> _Text shown_:
▶
Opinion
Case No. 12-41916 Adv. Proc. No. 12-4114
2013-09-16
(Chapter 11)
MEMORANDUM OPINION AND ORDERS
This matter is before the Court on the motion for summary judgment by the plaintiff, the motion for summary judgment by the defendants, and the counter-motion for summary judgment by the plaintiff in response to the defendants' motion. The parties have consented to trial before this Court. This memorandum opinion constitutes the Court's findings of fact and conclusions of law pursuant to Federal Rule of Bankruptcy Procedure 7052.
I. UNCONTESTED FACTS
In 2008, the plaintiff, Abdul Pirani, and his brother, Nasim Aziz, sought investors for the purpose of buying, renovating and operating a hotel in Sherman, Texas (the "Hotel"). Aziz and Pirani formed Circle Sherman LLC on November 25, 2008, for the purpose of owning the Hotel. Aziz and Pirani proposed to Malik Baharia, Abdul Hamid Gilani and Nadirsha Lalani that they purchase a 50% membership interest in Circle Sherman.
Baharia, Gilani and Lalani formed HNM Partners, LLC for the purpose of holding their 50% membership interest in Circle Sherman. On or about February 6, 2009, Baharia, Gilani and Lalani paid $475,000.00, through HNM, to or on behalf of Circle Sherman. On the same date, Circle Sherman borrowed $2,456,415 from One World Bank ("OWB"). The purpose of the loan was to allow Circle Sherman to purchase and renovate the Hotel. The loan was guaranteed by the plaintiff, the plaintiff's brother, Aziz, and the defendants.
Almost immediately, disputes developed between the members of HNM and Circle Sherman. On or about April 13, 2009, HNM filed a lawsuit in the 134th Judicial District Court of Dallas County Texas entitled HNM Partners LLC. v. Nasim Aziz, Abdul Karim Pirani, et al., Cause No. 09-04232. On August 4, 2009, the parties settled the litigation (the "Settlement Agreement"). As part of the Settlement Agreement, Circle Sherman promised to purchase HNM's membership for $475,000 and to make best efforts to have OWB release the defendants from their guaranties. Circle Sherman did not keep its promises.
Pirani and Aziz each personally guaranteed the amounts due to the defendants under the Settlement Agreement
Circle Sherman defaulted on the OWB Note. As a result, OWB accelerated the amount due on the Note. In addition, OWB filed a lawsuit against all of the co-guarantors in the 134th Judicial District Court of Dallas County, Texas, in late July 2010. The state court assigned cause number 10-09222 to the suit.
In September 2010, Pirani took over the management of Circle Sherman from his brother. In October 2010, in order to try to avoid a foreclosure sale of the Hotel, Pirani put Circle Sherman into bankruptcy. In its "Schedule A - Real Property," Circle Sherman stated that the Hotel had a value of $3,500,000.00.
◀
> _Information shown_:
▶
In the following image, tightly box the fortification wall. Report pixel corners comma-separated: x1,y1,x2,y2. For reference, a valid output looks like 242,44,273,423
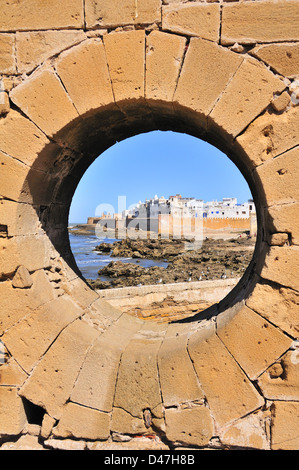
0,0,299,450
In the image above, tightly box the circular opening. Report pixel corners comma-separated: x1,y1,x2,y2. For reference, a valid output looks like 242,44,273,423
69,131,257,321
◀
> _Written problem A_:
Reproduce the Circle Sherman opinion word for word, starting with "In September 2010, Pirani" and going on through "value of $3,500,000.00.".
> _Written problem B_:
Carry on the Circle Sherman opinion, beginning right after its last sentence.

> _Written reply A_:
In September 2010, Pirani took over the management of Circle Sherman from his brother. In October 2010, in order to try to avoid a foreclosure sale of the Hotel, Pirani put Circle Sherman into bankruptcy. In its "Schedule A - Real Property," Circle Sherman stated that the Hotel had a value of $3,500,000.00.

> _Written reply B_:
Pirani signed and approved Schedule A under penalty of perjury as the "Manager" of Circle Sherman.
OWB foreclosed on the Hotel on August 2, 2011, for the bid price of $2,350,000. On September 28, 2011, in the state court guaranty action, Baharia, Gilani, Lalani and HNM filed cross-claims against OWB for tortious interference as well as a cross-claim against Pirani and Aziz for breaching their obligations under the Settlement Agreement. Baharia, Gilani, Lalani and HNM filed a motion for partial summary judgment against Pirani and Aziz. On February 13, 2012, the state court granted their motion on the issue of whether Pirani had breached his obligations under the Settlement Agreement. Pirani filed a motion for reconsideration or to set aside the summary judgment.
On August 19, 2011, in the state court guaranty action case, Pirani filed Defendants' Motion for Determination of Fair Market Value pursuant to Section 51.003, Texas Property Code, asking the state court to value the Hotel at $3,290,000.00. On September 23, 2011, Pirani filed a Defendants' Designation of Expert in which he again asserted that the Market Value of the Hotel was $3,290,000.00.
On March 6, 2012, OWB announced to the state court that it had settled with Pirani. OWB signed an assignment dated March 6, 2012, whereby OWB assigned, among other things, its claims in the pending guaranty action to DFW Fuel City. The state court called the guaranty action to trial the next day. No one appeared to prosecute OWB's claims. At trial, therefore, the state court dismissed OWB's claim for breach of the note and guaranty against all of the defendants except Pirani. Pirani and Aziz also failed to appear for trial, and the state court dismissed their cross-claim against Baharia, Gilani, Lalani and HNM as well.
The state court entered a final judgment of dismissal on March 7, 2012. On the same date, contemporaneously with the judgment, the state court entered a separate order that severed the dispute over the partial summary judgment awarded against Pirani. The state court assigned cause number 10-09222a to the severed proceeding. In the severed action, on June 14, 2012, the state court entered an Agreed Final Judgment awarding Baharia, Gilani, Lalani and HNM a judgment against Pirani for actual damages in the amount of $475,000, among other things.
The original dismissal was with prejudice. The state court entered an amended judgment on April 17, 2012, providing that the dismissal was without prejudice.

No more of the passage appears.